- About this task
Everything from the first line of the data below through the line that contains "Put a point on every instance of the white cloud;" should be written out exactly, please, and nothing more; the pictures stay out.

== Segment start ==

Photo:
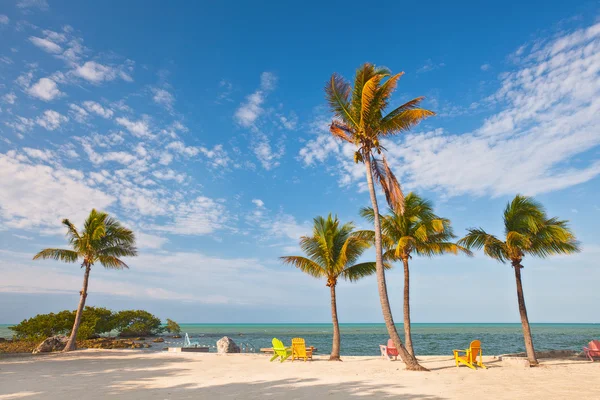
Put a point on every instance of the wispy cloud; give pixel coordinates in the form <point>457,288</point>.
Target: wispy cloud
<point>550,113</point>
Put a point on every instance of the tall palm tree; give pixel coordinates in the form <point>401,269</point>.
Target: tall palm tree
<point>332,251</point>
<point>359,119</point>
<point>527,231</point>
<point>418,230</point>
<point>102,240</point>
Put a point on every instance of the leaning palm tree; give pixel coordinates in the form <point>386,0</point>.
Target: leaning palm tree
<point>359,119</point>
<point>418,230</point>
<point>332,251</point>
<point>528,231</point>
<point>102,240</point>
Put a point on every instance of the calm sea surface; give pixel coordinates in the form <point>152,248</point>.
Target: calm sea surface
<point>363,339</point>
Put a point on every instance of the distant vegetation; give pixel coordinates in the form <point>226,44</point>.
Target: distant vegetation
<point>95,321</point>
<point>173,327</point>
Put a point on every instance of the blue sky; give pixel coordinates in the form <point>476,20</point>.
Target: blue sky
<point>204,129</point>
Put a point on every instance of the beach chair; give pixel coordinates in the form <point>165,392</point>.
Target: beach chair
<point>279,350</point>
<point>470,357</point>
<point>299,350</point>
<point>592,350</point>
<point>389,351</point>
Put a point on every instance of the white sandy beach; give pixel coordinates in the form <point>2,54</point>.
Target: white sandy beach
<point>99,374</point>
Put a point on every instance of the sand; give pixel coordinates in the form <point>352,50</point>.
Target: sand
<point>124,374</point>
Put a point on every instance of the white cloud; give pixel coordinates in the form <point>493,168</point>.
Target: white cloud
<point>45,89</point>
<point>51,120</point>
<point>9,98</point>
<point>96,108</point>
<point>78,113</point>
<point>169,175</point>
<point>551,114</point>
<point>430,66</point>
<point>163,98</point>
<point>26,4</point>
<point>140,129</point>
<point>267,155</point>
<point>201,216</point>
<point>97,73</point>
<point>258,203</point>
<point>21,124</point>
<point>33,195</point>
<point>46,45</point>
<point>249,111</point>
<point>147,241</point>
<point>121,157</point>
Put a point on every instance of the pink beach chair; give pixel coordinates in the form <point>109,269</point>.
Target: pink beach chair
<point>592,350</point>
<point>389,351</point>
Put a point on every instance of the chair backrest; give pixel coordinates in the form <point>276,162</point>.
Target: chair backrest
<point>278,347</point>
<point>391,348</point>
<point>474,350</point>
<point>299,347</point>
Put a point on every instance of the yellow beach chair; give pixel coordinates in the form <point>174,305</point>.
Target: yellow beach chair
<point>299,350</point>
<point>279,350</point>
<point>470,356</point>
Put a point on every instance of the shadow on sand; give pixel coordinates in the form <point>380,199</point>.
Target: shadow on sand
<point>112,375</point>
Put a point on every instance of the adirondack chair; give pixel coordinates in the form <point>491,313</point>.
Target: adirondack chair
<point>299,350</point>
<point>470,356</point>
<point>592,350</point>
<point>389,351</point>
<point>280,350</point>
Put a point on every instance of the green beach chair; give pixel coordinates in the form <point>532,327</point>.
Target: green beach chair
<point>280,350</point>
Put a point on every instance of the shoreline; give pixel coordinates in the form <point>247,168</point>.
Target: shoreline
<point>133,374</point>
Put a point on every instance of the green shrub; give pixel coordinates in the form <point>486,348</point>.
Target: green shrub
<point>95,321</point>
<point>173,327</point>
<point>131,323</point>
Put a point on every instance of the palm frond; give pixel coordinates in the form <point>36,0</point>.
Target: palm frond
<point>403,121</point>
<point>341,130</point>
<point>305,265</point>
<point>64,255</point>
<point>389,184</point>
<point>337,92</point>
<point>492,246</point>
<point>111,262</point>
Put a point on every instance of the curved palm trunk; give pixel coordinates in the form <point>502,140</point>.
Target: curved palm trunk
<point>72,343</point>
<point>409,360</point>
<point>524,320</point>
<point>407,334</point>
<point>335,348</point>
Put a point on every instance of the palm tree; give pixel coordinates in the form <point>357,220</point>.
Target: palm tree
<point>417,230</point>
<point>332,251</point>
<point>102,240</point>
<point>528,231</point>
<point>359,119</point>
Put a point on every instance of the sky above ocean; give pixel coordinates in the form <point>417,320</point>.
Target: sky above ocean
<point>204,128</point>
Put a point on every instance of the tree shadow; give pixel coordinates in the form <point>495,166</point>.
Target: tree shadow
<point>101,375</point>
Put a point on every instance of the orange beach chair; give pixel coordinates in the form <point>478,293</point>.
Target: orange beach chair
<point>389,351</point>
<point>470,356</point>
<point>592,350</point>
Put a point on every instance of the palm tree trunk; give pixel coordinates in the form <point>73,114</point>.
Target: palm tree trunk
<point>407,334</point>
<point>72,343</point>
<point>524,320</point>
<point>409,360</point>
<point>335,348</point>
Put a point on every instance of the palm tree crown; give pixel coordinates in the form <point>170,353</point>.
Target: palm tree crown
<point>418,230</point>
<point>332,252</point>
<point>102,240</point>
<point>359,118</point>
<point>528,231</point>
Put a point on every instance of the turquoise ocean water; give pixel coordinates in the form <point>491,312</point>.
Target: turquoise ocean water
<point>363,339</point>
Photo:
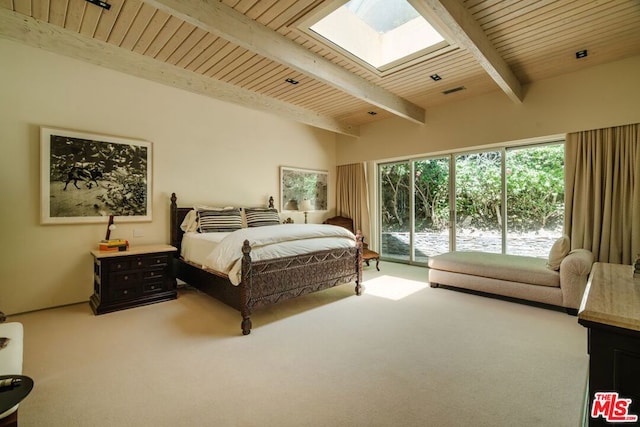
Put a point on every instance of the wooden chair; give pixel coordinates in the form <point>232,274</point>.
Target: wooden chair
<point>367,254</point>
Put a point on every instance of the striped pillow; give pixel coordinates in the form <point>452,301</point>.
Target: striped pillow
<point>259,217</point>
<point>212,221</point>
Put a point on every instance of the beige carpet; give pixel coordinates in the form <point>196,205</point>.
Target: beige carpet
<point>402,354</point>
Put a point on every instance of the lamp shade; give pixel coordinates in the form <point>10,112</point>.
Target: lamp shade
<point>306,206</point>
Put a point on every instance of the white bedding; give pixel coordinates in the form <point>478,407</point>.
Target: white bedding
<point>269,242</point>
<point>197,246</point>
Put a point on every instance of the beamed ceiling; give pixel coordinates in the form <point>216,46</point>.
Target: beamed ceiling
<point>242,51</point>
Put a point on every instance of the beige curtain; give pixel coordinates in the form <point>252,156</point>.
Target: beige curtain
<point>353,195</point>
<point>602,198</point>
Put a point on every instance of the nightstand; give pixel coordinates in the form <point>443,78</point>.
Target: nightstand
<point>139,276</point>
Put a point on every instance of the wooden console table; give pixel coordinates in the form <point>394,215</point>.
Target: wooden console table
<point>610,309</point>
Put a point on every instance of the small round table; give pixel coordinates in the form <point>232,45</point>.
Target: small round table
<point>11,396</point>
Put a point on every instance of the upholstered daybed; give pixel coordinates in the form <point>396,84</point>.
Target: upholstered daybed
<point>519,277</point>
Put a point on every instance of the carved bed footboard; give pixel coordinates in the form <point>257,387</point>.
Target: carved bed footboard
<point>267,282</point>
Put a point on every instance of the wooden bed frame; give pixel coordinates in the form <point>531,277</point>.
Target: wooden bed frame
<point>267,282</point>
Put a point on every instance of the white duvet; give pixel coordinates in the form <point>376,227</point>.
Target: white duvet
<point>274,241</point>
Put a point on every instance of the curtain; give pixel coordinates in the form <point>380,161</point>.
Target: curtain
<point>602,192</point>
<point>353,195</point>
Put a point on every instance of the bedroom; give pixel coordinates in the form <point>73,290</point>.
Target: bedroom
<point>236,150</point>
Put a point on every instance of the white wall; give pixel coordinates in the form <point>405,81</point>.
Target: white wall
<point>204,150</point>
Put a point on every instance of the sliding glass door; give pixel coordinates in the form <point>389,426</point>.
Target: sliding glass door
<point>395,214</point>
<point>507,200</point>
<point>535,198</point>
<point>478,190</point>
<point>431,208</point>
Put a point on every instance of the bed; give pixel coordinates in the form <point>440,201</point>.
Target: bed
<point>263,281</point>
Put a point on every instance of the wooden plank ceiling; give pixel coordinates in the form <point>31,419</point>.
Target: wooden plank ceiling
<point>243,50</point>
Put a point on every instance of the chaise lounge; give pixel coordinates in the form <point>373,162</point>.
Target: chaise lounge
<point>559,281</point>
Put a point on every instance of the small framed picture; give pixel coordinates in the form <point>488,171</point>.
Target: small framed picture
<point>87,177</point>
<point>303,189</point>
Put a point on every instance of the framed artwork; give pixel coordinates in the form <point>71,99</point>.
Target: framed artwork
<point>303,189</point>
<point>87,177</point>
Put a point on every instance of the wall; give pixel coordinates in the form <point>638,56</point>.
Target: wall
<point>597,97</point>
<point>204,150</point>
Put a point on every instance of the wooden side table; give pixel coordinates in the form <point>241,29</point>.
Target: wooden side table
<point>138,276</point>
<point>610,310</point>
<point>11,396</point>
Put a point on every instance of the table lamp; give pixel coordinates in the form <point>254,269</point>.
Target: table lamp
<point>306,207</point>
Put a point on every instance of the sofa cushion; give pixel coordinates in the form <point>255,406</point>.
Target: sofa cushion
<point>513,268</point>
<point>559,250</point>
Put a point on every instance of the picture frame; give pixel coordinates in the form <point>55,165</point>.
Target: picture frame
<point>300,185</point>
<point>86,177</point>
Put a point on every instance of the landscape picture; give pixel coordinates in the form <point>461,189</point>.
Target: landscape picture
<point>87,177</point>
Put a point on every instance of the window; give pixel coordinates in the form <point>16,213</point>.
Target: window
<point>506,200</point>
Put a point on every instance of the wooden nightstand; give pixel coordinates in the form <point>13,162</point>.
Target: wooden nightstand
<point>139,276</point>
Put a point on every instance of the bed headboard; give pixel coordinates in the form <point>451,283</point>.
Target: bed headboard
<point>177,216</point>
<point>175,219</point>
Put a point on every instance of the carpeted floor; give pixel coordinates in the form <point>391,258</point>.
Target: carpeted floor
<point>402,354</point>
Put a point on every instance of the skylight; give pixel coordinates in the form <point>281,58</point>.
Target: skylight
<point>381,33</point>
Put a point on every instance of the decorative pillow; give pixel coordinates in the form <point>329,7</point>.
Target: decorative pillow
<point>217,220</point>
<point>558,251</point>
<point>190,222</point>
<point>259,217</point>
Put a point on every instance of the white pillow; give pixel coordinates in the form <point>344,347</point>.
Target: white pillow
<point>558,251</point>
<point>190,222</point>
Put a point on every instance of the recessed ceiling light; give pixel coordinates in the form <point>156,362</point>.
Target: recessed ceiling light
<point>581,54</point>
<point>452,90</point>
<point>102,4</point>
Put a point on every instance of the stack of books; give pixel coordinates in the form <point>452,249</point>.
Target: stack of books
<point>115,245</point>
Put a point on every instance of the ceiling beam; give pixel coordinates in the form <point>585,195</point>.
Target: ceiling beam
<point>24,29</point>
<point>468,34</point>
<point>231,25</point>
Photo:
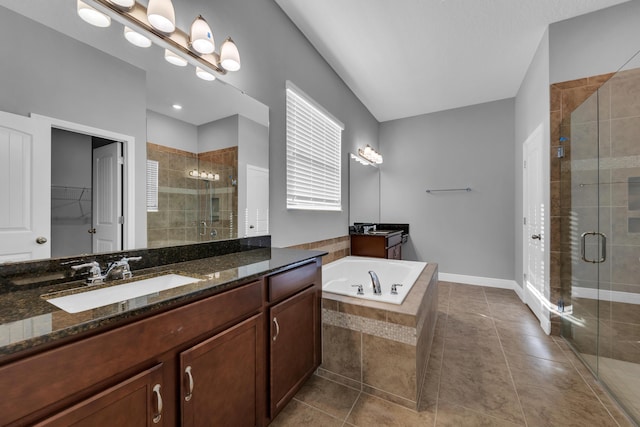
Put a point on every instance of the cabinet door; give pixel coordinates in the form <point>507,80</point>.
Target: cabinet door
<point>294,355</point>
<point>136,402</point>
<point>221,378</point>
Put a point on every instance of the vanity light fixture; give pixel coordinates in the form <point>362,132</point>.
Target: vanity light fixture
<point>205,75</point>
<point>174,59</point>
<point>92,16</point>
<point>161,15</point>
<point>136,39</point>
<point>370,154</point>
<point>157,23</point>
<point>229,55</point>
<point>201,38</point>
<point>125,4</point>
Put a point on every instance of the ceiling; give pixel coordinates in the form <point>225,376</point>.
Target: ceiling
<point>404,58</point>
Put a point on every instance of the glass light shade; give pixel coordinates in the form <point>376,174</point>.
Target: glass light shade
<point>92,16</point>
<point>126,4</point>
<point>205,75</point>
<point>229,55</point>
<point>136,39</point>
<point>161,15</point>
<point>201,37</point>
<point>174,59</point>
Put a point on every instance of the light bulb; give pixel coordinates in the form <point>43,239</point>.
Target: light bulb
<point>136,39</point>
<point>161,15</point>
<point>174,59</point>
<point>92,16</point>
<point>205,75</point>
<point>126,4</point>
<point>201,37</point>
<point>229,55</point>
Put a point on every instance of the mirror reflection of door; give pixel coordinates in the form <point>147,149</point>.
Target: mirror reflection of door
<point>86,194</point>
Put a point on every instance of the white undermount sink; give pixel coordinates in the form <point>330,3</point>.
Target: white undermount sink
<point>82,301</point>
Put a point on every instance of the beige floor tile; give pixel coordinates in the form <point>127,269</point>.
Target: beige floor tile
<point>372,411</point>
<point>297,414</point>
<point>450,415</point>
<point>328,396</point>
<point>550,407</point>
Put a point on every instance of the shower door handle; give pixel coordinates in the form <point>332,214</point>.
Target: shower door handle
<point>583,248</point>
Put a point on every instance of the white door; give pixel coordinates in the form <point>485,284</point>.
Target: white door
<point>533,230</point>
<point>107,198</point>
<point>25,188</point>
<point>257,215</point>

== Segment end ==

- Reply
Photo:
Put a point on every instance of the wispy cloud; give pixel coordinates in the form <point>457,288</point>.
Target: wispy cloud
<point>550,113</point>
Put a point on every instance of the tall palm tree; give pixel coordinates in the form <point>401,269</point>.
Target: tall palm tree
<point>332,251</point>
<point>359,119</point>
<point>527,231</point>
<point>418,230</point>
<point>102,240</point>
Put a point on every instance of the leaning palm tree; give pixel coordinates in the form <point>386,0</point>.
Target: leaning palm tree
<point>359,119</point>
<point>418,230</point>
<point>332,251</point>
<point>528,231</point>
<point>102,240</point>
Put a point on every instance of the calm sea surface; give pixel coordinates in the form <point>152,248</point>.
Target: calm sea surface
<point>363,339</point>
Put a point on every instance of the distant vegetation; give pixel coordinates in the form <point>226,44</point>.
Target: distant vegetation
<point>95,321</point>
<point>173,327</point>
Put a point on every instance of the blue sky; give pixel coordinates in the form <point>476,20</point>.
Target: blue sky
<point>204,129</point>
Put a point on every instance of the beach chair; give pixel coordinates in the form <point>165,392</point>.
Target: beach chair
<point>279,350</point>
<point>470,357</point>
<point>299,350</point>
<point>592,350</point>
<point>389,351</point>
Put a point on every instance of the white sandy beach; give pixel coordinates in the form <point>2,54</point>.
Target: white sandy beach
<point>99,374</point>
Put a point on every instance of the sand; give pixel coordinates in the form <point>352,50</point>.
Target: sand
<point>124,374</point>
Put a point on every instance of the white cloud; give pixel coordinates in the form <point>493,168</point>.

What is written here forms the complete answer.